[Data extract]
((
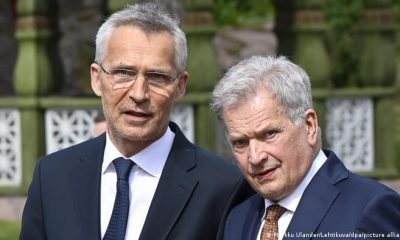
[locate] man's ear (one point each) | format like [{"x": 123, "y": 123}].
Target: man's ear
[
  {"x": 182, "y": 82},
  {"x": 311, "y": 122},
  {"x": 95, "y": 79}
]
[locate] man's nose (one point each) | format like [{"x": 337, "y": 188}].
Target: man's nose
[{"x": 257, "y": 151}]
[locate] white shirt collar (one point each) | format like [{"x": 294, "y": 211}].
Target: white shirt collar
[
  {"x": 292, "y": 201},
  {"x": 151, "y": 159}
]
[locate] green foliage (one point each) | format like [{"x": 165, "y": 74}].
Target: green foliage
[
  {"x": 242, "y": 13},
  {"x": 343, "y": 18},
  {"x": 9, "y": 230}
]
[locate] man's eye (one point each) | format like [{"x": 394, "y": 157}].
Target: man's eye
[
  {"x": 271, "y": 133},
  {"x": 123, "y": 73},
  {"x": 239, "y": 143},
  {"x": 158, "y": 77}
]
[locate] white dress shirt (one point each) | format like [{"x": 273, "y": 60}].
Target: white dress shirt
[
  {"x": 292, "y": 201},
  {"x": 143, "y": 182}
]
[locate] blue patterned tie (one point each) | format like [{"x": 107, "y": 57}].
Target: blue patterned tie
[{"x": 117, "y": 226}]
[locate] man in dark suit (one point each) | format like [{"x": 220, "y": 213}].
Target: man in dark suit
[
  {"x": 174, "y": 189},
  {"x": 304, "y": 192}
]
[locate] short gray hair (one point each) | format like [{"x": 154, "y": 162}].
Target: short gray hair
[
  {"x": 288, "y": 83},
  {"x": 150, "y": 18}
]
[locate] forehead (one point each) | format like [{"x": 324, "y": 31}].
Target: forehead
[
  {"x": 131, "y": 39},
  {"x": 254, "y": 112}
]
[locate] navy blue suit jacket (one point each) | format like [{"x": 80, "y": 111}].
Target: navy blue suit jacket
[
  {"x": 194, "y": 195},
  {"x": 335, "y": 202}
]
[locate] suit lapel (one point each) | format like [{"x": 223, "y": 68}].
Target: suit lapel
[
  {"x": 317, "y": 198},
  {"x": 173, "y": 191},
  {"x": 85, "y": 183}
]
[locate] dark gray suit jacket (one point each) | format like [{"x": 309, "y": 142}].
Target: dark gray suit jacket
[
  {"x": 336, "y": 204},
  {"x": 195, "y": 193}
]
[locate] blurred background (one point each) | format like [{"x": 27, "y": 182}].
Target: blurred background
[{"x": 350, "y": 49}]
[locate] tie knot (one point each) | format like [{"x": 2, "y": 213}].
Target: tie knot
[
  {"x": 275, "y": 211},
  {"x": 123, "y": 168}
]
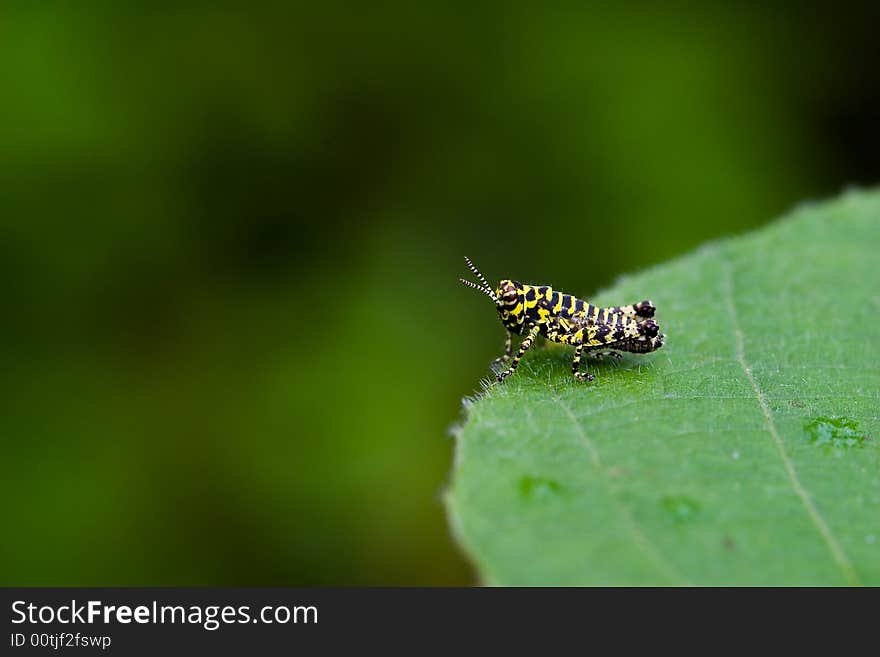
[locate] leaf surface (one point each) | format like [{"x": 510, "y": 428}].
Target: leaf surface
[{"x": 745, "y": 452}]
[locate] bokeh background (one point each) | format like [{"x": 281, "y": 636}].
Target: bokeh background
[{"x": 234, "y": 342}]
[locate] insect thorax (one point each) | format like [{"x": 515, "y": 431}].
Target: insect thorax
[{"x": 522, "y": 305}]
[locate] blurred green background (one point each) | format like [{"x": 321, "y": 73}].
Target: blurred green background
[{"x": 235, "y": 342}]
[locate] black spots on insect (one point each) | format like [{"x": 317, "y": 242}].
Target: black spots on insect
[
  {"x": 649, "y": 328},
  {"x": 645, "y": 308}
]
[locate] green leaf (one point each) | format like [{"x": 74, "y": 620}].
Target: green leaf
[{"x": 745, "y": 452}]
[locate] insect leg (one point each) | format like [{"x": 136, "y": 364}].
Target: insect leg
[
  {"x": 576, "y": 365},
  {"x": 602, "y": 355},
  {"x": 523, "y": 348},
  {"x": 644, "y": 309},
  {"x": 641, "y": 345},
  {"x": 508, "y": 348}
]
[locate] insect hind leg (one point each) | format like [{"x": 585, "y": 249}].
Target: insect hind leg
[
  {"x": 640, "y": 345},
  {"x": 643, "y": 309}
]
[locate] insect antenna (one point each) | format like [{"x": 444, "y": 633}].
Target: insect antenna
[
  {"x": 477, "y": 273},
  {"x": 485, "y": 288}
]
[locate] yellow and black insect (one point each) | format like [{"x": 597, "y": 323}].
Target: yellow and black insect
[{"x": 533, "y": 310}]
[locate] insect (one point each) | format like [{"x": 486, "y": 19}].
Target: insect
[{"x": 533, "y": 310}]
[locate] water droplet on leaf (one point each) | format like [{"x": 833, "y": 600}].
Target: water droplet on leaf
[
  {"x": 536, "y": 487},
  {"x": 680, "y": 508},
  {"x": 834, "y": 432}
]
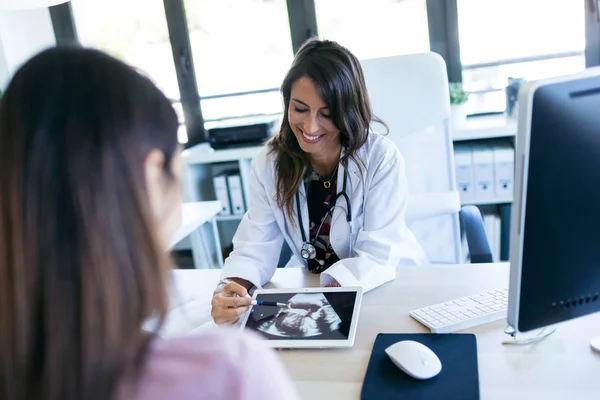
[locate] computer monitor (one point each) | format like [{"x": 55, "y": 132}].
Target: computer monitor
[{"x": 555, "y": 221}]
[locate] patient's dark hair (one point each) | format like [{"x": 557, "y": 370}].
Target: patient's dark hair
[{"x": 80, "y": 268}]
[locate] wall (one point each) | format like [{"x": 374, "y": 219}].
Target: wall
[{"x": 22, "y": 35}]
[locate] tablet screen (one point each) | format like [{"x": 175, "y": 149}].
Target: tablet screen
[{"x": 305, "y": 316}]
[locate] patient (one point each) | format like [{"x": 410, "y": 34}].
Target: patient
[{"x": 89, "y": 198}]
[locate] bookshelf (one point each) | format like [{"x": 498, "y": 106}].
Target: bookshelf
[{"x": 495, "y": 212}]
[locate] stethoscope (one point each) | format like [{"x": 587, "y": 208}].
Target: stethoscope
[{"x": 308, "y": 251}]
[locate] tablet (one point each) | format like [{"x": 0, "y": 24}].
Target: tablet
[{"x": 306, "y": 318}]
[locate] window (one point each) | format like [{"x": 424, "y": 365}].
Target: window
[
  {"x": 239, "y": 46},
  {"x": 375, "y": 28},
  {"x": 502, "y": 39},
  {"x": 134, "y": 31}
]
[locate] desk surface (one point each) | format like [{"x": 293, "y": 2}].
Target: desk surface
[
  {"x": 193, "y": 215},
  {"x": 560, "y": 367}
]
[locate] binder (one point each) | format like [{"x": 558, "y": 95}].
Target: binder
[
  {"x": 463, "y": 161},
  {"x": 458, "y": 379},
  {"x": 483, "y": 165},
  {"x": 236, "y": 194},
  {"x": 222, "y": 193},
  {"x": 504, "y": 161}
]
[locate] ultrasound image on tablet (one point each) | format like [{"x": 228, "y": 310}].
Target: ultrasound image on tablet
[{"x": 310, "y": 316}]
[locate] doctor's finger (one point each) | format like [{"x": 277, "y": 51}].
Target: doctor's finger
[
  {"x": 225, "y": 301},
  {"x": 233, "y": 288}
]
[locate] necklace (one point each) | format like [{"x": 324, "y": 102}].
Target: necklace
[{"x": 327, "y": 183}]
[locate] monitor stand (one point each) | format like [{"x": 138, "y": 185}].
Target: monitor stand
[
  {"x": 527, "y": 337},
  {"x": 595, "y": 344}
]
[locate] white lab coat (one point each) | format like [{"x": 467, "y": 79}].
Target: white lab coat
[{"x": 380, "y": 238}]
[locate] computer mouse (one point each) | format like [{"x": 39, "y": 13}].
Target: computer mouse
[{"x": 415, "y": 359}]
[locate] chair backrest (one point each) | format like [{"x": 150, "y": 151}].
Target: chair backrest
[{"x": 410, "y": 94}]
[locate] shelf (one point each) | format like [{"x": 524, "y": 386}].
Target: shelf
[
  {"x": 487, "y": 127},
  {"x": 229, "y": 217},
  {"x": 486, "y": 202},
  {"x": 204, "y": 154}
]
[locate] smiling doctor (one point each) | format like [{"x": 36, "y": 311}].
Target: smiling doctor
[{"x": 335, "y": 191}]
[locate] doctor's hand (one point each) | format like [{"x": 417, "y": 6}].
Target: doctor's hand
[{"x": 230, "y": 301}]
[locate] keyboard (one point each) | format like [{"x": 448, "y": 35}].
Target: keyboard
[{"x": 464, "y": 313}]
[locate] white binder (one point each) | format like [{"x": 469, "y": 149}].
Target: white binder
[
  {"x": 465, "y": 181},
  {"x": 222, "y": 193},
  {"x": 483, "y": 165},
  {"x": 236, "y": 194},
  {"x": 504, "y": 170}
]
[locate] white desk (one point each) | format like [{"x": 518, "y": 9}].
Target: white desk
[
  {"x": 193, "y": 216},
  {"x": 560, "y": 367}
]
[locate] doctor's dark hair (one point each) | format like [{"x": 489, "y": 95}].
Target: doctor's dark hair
[
  {"x": 81, "y": 266},
  {"x": 339, "y": 79}
]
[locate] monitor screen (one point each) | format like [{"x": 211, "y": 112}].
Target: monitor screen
[{"x": 555, "y": 228}]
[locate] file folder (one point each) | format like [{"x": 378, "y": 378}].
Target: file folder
[
  {"x": 222, "y": 193},
  {"x": 463, "y": 161},
  {"x": 236, "y": 194},
  {"x": 504, "y": 167},
  {"x": 483, "y": 165}
]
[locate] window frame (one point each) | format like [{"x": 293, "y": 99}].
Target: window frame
[{"x": 442, "y": 18}]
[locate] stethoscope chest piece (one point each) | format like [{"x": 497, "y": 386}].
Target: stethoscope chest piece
[{"x": 308, "y": 251}]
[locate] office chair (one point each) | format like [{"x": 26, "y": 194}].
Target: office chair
[{"x": 410, "y": 94}]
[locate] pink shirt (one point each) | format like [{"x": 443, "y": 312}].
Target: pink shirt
[{"x": 220, "y": 364}]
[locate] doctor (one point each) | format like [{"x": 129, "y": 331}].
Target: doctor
[{"x": 335, "y": 191}]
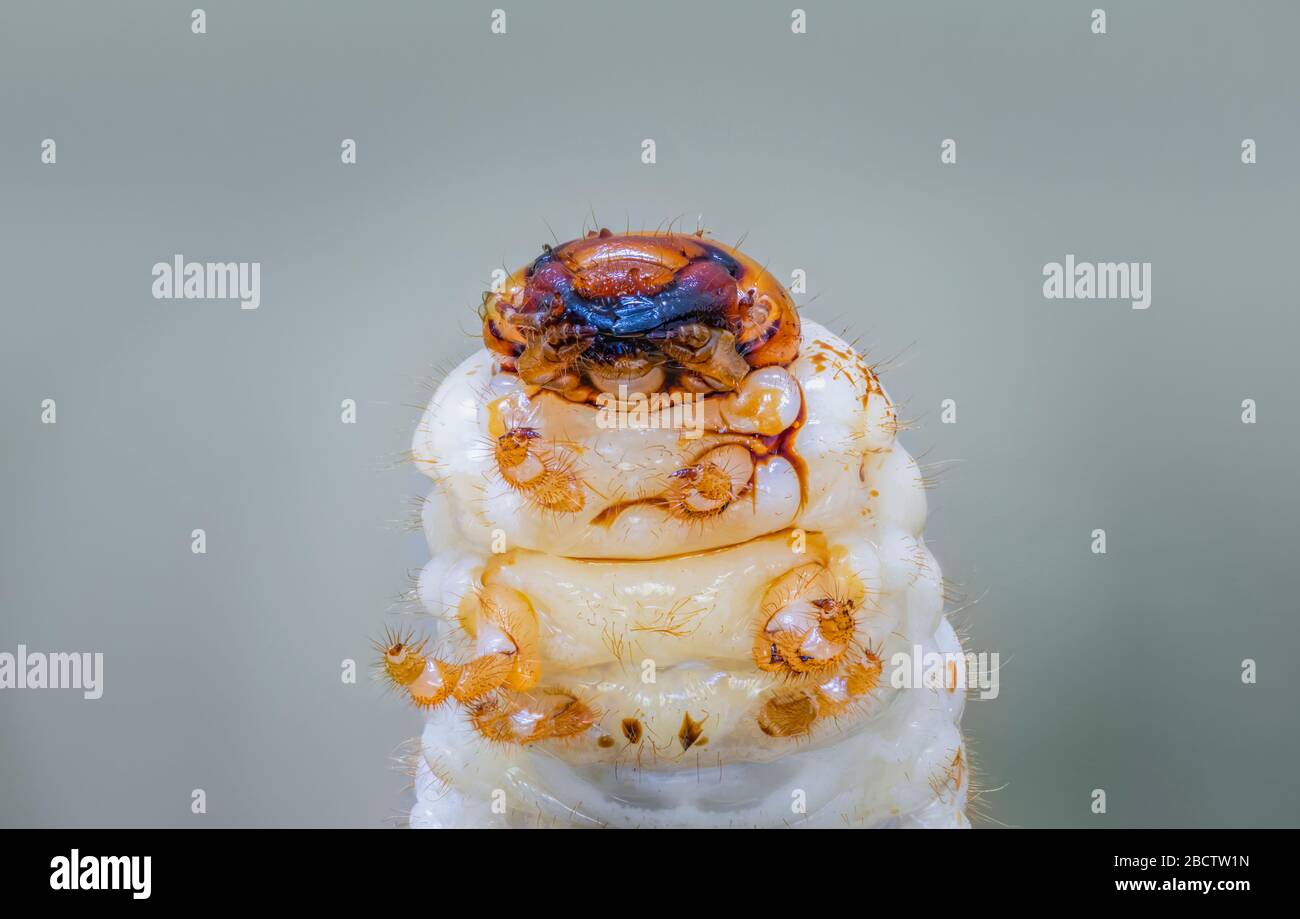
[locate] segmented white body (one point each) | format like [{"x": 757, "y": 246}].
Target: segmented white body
[{"x": 651, "y": 618}]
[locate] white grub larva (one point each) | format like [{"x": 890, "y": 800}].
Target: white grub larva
[{"x": 627, "y": 602}]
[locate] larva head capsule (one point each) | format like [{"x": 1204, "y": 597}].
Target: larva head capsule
[{"x": 642, "y": 311}]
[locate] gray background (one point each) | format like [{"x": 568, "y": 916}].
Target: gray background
[{"x": 222, "y": 671}]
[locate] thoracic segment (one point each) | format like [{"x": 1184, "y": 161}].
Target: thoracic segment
[{"x": 732, "y": 592}]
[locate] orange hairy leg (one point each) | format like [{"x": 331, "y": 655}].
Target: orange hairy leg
[{"x": 505, "y": 631}]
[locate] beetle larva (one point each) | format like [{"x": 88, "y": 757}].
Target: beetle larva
[{"x": 676, "y": 556}]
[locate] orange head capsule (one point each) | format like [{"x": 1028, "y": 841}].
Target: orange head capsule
[{"x": 644, "y": 311}]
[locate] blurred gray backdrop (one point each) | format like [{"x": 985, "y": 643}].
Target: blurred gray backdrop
[{"x": 1121, "y": 671}]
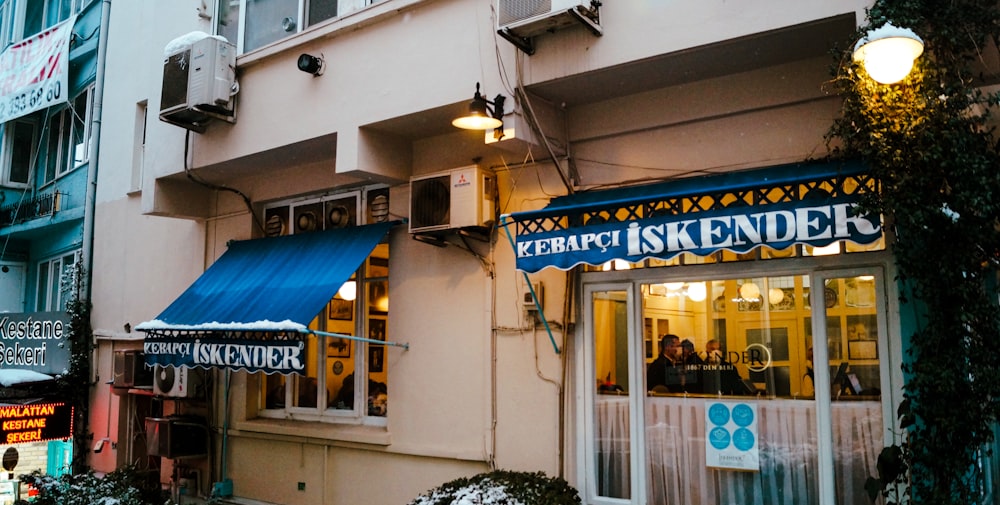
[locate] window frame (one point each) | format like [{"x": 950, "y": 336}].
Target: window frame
[
  {"x": 11, "y": 147},
  {"x": 324, "y": 411},
  {"x": 877, "y": 264},
  {"x": 49, "y": 290},
  {"x": 46, "y": 19},
  {"x": 237, "y": 10},
  {"x": 64, "y": 123}
]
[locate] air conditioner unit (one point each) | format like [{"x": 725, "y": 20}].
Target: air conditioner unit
[
  {"x": 519, "y": 20},
  {"x": 199, "y": 82},
  {"x": 130, "y": 370},
  {"x": 457, "y": 198},
  {"x": 176, "y": 437},
  {"x": 177, "y": 382}
]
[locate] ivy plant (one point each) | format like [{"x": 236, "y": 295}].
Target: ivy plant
[{"x": 931, "y": 142}]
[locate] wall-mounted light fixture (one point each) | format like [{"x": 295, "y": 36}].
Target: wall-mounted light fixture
[
  {"x": 348, "y": 290},
  {"x": 887, "y": 53},
  {"x": 481, "y": 116},
  {"x": 311, "y": 64}
]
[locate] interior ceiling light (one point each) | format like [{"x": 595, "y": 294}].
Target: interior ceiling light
[
  {"x": 481, "y": 116},
  {"x": 697, "y": 292},
  {"x": 775, "y": 296},
  {"x": 888, "y": 52},
  {"x": 749, "y": 291},
  {"x": 348, "y": 291}
]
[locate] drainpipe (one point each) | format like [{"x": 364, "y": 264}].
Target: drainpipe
[{"x": 90, "y": 201}]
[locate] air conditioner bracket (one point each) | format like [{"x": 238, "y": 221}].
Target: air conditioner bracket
[
  {"x": 589, "y": 18},
  {"x": 525, "y": 44}
]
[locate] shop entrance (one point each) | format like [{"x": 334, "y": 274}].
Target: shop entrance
[{"x": 723, "y": 388}]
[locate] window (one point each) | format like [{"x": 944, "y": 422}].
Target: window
[
  {"x": 255, "y": 24},
  {"x": 329, "y": 390},
  {"x": 6, "y": 22},
  {"x": 68, "y": 138},
  {"x": 39, "y": 15},
  {"x": 20, "y": 144},
  {"x": 55, "y": 282},
  {"x": 708, "y": 358},
  {"x": 138, "y": 145}
]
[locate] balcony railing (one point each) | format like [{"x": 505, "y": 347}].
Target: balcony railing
[{"x": 30, "y": 208}]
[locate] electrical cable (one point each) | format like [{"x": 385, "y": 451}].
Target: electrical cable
[{"x": 218, "y": 187}]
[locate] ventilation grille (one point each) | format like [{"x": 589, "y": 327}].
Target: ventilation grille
[{"x": 512, "y": 11}]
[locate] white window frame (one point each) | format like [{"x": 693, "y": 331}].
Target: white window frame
))
[What to produce] Can you repeat, word for word, every line above from the one containing "[locate] wall-mounted light" down to the one containing "[locate] interior ceiling", including both?

[Reply to the task]
[locate] wall-mounted light fixture (one point each) | format like [{"x": 295, "y": 36}].
Target: wall-mounted light fixture
[
  {"x": 348, "y": 290},
  {"x": 887, "y": 53},
  {"x": 481, "y": 116},
  {"x": 311, "y": 64}
]
[locate] interior ceiling light (one point each) | format like [{"x": 595, "y": 294}].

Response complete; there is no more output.